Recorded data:
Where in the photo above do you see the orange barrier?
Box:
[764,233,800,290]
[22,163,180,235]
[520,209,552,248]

Problem: Select each line of the items above that contains the word "barrier", and copy it out in full.

The solution:
Where in the photo above do you see the orange barrier?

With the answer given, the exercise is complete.